§ INSTRUCTION
Copy the lines below as they are; omit the images they contain.

§ WORKING DATA

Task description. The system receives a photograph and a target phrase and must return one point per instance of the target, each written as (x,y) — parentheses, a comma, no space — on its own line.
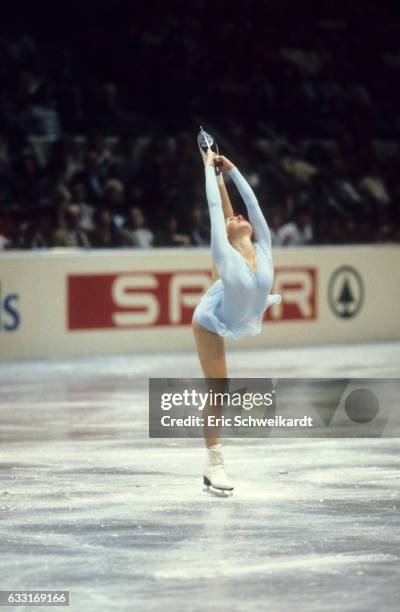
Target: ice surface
(90,504)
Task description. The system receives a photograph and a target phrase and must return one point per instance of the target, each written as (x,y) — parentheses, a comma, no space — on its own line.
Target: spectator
(170,237)
(69,232)
(79,197)
(298,232)
(134,232)
(106,235)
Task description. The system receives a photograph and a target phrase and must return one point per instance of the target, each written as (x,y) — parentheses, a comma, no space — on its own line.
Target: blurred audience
(91,157)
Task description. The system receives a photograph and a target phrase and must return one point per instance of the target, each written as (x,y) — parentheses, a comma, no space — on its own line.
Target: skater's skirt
(208,315)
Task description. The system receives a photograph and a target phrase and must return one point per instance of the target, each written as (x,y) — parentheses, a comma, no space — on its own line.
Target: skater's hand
(209,158)
(223,163)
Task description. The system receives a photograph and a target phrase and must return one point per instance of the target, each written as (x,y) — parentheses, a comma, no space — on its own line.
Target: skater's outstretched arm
(226,202)
(256,217)
(220,247)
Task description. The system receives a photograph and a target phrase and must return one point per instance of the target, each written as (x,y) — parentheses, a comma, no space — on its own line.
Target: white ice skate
(205,141)
(214,477)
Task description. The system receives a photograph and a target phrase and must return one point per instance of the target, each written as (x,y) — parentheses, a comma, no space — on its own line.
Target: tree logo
(345,292)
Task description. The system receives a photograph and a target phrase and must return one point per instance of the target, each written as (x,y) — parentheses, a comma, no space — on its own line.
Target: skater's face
(237,227)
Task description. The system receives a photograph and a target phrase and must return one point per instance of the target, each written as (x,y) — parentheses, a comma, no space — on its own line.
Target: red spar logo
(148,299)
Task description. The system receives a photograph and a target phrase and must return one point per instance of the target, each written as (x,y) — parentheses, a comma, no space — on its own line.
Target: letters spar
(148,299)
(9,316)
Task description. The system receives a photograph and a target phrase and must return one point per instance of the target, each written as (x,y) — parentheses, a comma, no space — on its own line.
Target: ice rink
(91,505)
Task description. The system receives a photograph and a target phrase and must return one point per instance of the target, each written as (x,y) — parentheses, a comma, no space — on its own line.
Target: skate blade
(208,488)
(218,492)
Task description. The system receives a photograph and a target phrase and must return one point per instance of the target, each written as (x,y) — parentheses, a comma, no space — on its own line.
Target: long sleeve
(220,247)
(256,217)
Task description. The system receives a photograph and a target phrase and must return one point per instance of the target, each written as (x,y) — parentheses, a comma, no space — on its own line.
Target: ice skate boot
(205,141)
(214,475)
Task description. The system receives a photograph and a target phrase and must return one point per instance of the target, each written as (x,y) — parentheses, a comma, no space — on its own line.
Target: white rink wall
(76,302)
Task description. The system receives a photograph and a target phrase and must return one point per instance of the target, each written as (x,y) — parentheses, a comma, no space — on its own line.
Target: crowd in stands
(98,148)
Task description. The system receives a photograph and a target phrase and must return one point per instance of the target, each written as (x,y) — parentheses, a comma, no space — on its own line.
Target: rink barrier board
(70,303)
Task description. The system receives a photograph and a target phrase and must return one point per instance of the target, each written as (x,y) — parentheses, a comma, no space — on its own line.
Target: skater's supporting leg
(211,351)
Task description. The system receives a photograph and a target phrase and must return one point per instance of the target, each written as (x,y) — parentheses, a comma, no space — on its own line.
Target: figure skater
(242,274)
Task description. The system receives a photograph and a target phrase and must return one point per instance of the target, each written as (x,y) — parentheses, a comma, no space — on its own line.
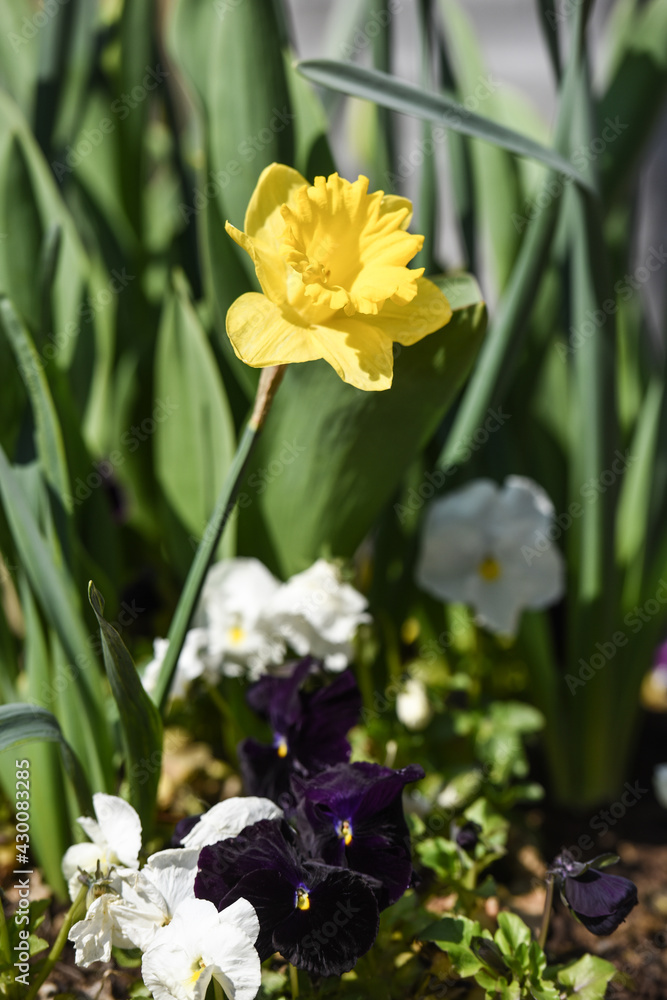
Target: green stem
(269,381)
(294,981)
(75,912)
(546,915)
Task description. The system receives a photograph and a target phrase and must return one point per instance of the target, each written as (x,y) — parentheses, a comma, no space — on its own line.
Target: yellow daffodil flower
(331,260)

§ CORRECT RESPONSE
Task description. The system receives a photograph and a target phrase and must return one point per instance of the target, each written as (x,y) — parentheses, a comma, no space — on its own line.
Target: ice surface
(90,504)
Task description. The system receives a photograph and a target phrase and must return one point per instance of the target, each written as (x,y) — parentheses, a comma, no space — on its own line.
Target: spectator
(170,237)
(69,232)
(79,197)
(298,232)
(134,232)
(106,235)
Task description. The system receives a photograph and a target phrase and must return one point per instance of the target, each written as (x,y) — parentheses, a comma, no space — on its own line.
Target: blurred audience
(91,157)
Task description. The system receives a photograph and a target phrase and must return one point per instance of the target, each written as (x,y) — parentheses, a comma, no space — on its own line.
Target: skater's skirt
(208,315)
Task description. The system receives a photograph and a target phrase and must return one point per instance of the target, each written as (x,y) — parentheses, a comma, no space — on its own line.
Target: skater's hand
(209,158)
(223,163)
Task description. The system receives a photograph and a target phrase and must return one point per instance of the target, each written as (x,y) — parentheses, a comma, no space — on its own line.
Target: skater's outstretched arm
(226,202)
(256,217)
(220,247)
Task description. The system receives a photograph and a target phrase and must return one point per instance of the target, each written as (x,y) — parentheses, a comma, no space — on its own line.
Target: white ice skate
(205,141)
(214,477)
Task description. The system receives a photograph and a target phrase and must return one point per instance of the target, each written as (x,y) — parentheses, a comma, no space — on its own line.
Target: tree logo
(345,292)
Task description. The system receives a photograph and a target phrase and must return one point per instance of the target, each written as (x,y) — parentheses, a comma, no space — on its own line.
Target: skater's face
(237,227)
Task description. The system receives a photograph and a target phrase and must return one point per instance of the target, each written as (x,y) — parentheses, a comma, no space — on its own line.
Target: red spar logo
(148,299)
Task description. The system receives a photograph and a target phrase and must return one point per instance of the target, each written as (x,y) — parentheses, a comma, no space — on its own line.
Target: letters spar
(148,299)
(9,316)
Task description. The system receives a photograph and a target phrase and must return one point per instance of the target, each written as (x,y) — parentheses, a comma, no space — on its own line.
Target: ice rink
(91,505)
Task description. The system receives a photograph and a target phrase and must return one point per instance of the target, each written as (x,y) — parentheses, a comma, no space — on its own line.
Target: skate blade
(208,488)
(218,492)
Task description. The system receives a photograph and a target phrase and must return one point per instance of the target, each written as (x,y) — parentheses, a comma, no space — on its own line.
Target: long sleeve
(220,247)
(256,217)
Task description. The system receives a photograph and a target phrase and must return one point per instance of the target, each written as (x,y) — parentheses, a comma, no space — on its own line.
Target: ice skate boot
(205,141)
(214,475)
Task description. The system receives a photograph and a target phrase and must return one point per instance of the target, each written as (x,y) — parentheses, a comma, no space — on its own line.
Target: white rink wall
(76,302)
Task description. The system receives a photograph and a target phrase and must return one point per instance of the target, each written as (x,y) — parentheses, a comma, no space — on its own line.
Target: crowd in stands
(98,148)
Task description. The system receives a photograph and a target phrase and must return one point per instance of the target, each written as (x,y) — parentheses, a comma, no space — on its own line.
Target: rink barrier board
(70,303)
Task description. The system receives a photograph and a target phrase and must return one point per instance of the target, each written as (x,y) — parentheses, a comma, no space — on its own line.
Target: skater's supporting leg
(211,351)
Task description. The system receives a photograph and a target phrase and must return one point per instance of the target, each written as (x,y) — parentheses, a comma, no space — on its own line.
Target: figure skater
(242,274)
Task description. The system receives a photograph and a target phrase and must return one point per instance of the target, each written as (x,y) — parentheses, a comma, no space — on its own line.
Target: green stem
(269,381)
(294,981)
(75,912)
(546,915)
Task description. The system receives a photograph and a target phrase and must return one point per instance of the target, each written as (x,y) — parentheses, a comma, no space — on its own line.
Target: yellow daffodil flower
(331,260)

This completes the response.